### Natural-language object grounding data
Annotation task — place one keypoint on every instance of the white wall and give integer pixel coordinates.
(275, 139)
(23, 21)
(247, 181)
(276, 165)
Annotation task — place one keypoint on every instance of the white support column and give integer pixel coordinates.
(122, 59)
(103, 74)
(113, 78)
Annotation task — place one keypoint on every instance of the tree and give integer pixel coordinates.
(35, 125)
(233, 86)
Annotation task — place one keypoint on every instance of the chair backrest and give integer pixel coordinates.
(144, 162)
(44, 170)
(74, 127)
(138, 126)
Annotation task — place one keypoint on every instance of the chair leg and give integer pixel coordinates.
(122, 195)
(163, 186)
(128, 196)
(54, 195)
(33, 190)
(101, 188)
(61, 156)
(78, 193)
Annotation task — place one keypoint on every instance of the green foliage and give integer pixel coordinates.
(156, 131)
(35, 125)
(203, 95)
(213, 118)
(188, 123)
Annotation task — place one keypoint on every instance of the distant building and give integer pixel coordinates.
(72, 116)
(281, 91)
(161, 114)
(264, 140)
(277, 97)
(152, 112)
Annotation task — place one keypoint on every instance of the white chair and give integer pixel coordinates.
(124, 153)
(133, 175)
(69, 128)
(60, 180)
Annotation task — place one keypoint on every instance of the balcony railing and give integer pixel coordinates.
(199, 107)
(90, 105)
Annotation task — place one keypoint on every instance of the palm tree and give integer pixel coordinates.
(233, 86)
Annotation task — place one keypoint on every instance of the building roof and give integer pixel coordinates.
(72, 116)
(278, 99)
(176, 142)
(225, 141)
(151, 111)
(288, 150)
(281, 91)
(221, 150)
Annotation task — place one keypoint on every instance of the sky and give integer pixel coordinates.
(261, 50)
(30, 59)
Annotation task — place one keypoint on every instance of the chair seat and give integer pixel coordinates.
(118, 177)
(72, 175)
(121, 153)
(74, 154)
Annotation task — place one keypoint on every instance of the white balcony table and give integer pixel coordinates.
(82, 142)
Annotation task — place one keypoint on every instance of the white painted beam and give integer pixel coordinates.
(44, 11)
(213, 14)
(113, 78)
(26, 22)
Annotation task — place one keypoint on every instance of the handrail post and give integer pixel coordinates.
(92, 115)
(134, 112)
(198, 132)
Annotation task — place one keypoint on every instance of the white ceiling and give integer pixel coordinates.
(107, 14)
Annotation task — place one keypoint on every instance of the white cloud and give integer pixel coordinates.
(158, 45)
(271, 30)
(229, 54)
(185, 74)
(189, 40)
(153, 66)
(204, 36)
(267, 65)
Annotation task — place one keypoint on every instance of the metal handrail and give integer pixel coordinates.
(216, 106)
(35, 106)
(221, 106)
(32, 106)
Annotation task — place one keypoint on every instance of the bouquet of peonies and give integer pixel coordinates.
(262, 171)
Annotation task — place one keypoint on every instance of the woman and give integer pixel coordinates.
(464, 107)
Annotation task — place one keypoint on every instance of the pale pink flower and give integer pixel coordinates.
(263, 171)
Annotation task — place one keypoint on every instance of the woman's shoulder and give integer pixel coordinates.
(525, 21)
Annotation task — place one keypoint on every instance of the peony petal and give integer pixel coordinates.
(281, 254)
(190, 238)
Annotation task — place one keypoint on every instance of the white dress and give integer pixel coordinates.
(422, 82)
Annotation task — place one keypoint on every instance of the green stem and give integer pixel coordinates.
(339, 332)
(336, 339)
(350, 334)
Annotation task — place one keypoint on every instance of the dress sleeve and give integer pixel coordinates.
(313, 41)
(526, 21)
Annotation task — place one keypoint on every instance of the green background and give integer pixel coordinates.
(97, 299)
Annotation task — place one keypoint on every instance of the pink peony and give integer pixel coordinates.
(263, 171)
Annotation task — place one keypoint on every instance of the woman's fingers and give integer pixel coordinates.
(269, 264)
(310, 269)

### PROBLEM DESCRIPTION
Start at the line with "fingers and give integer pixel coordinates." and stop at the end of the records. Write those lines out exactly and add nothing.

### RESULT FOR THIS TASK
Annotation task — place one keypoint on every instance of the woman's fingers and give integer pixel coordinates.
(269, 264)
(310, 269)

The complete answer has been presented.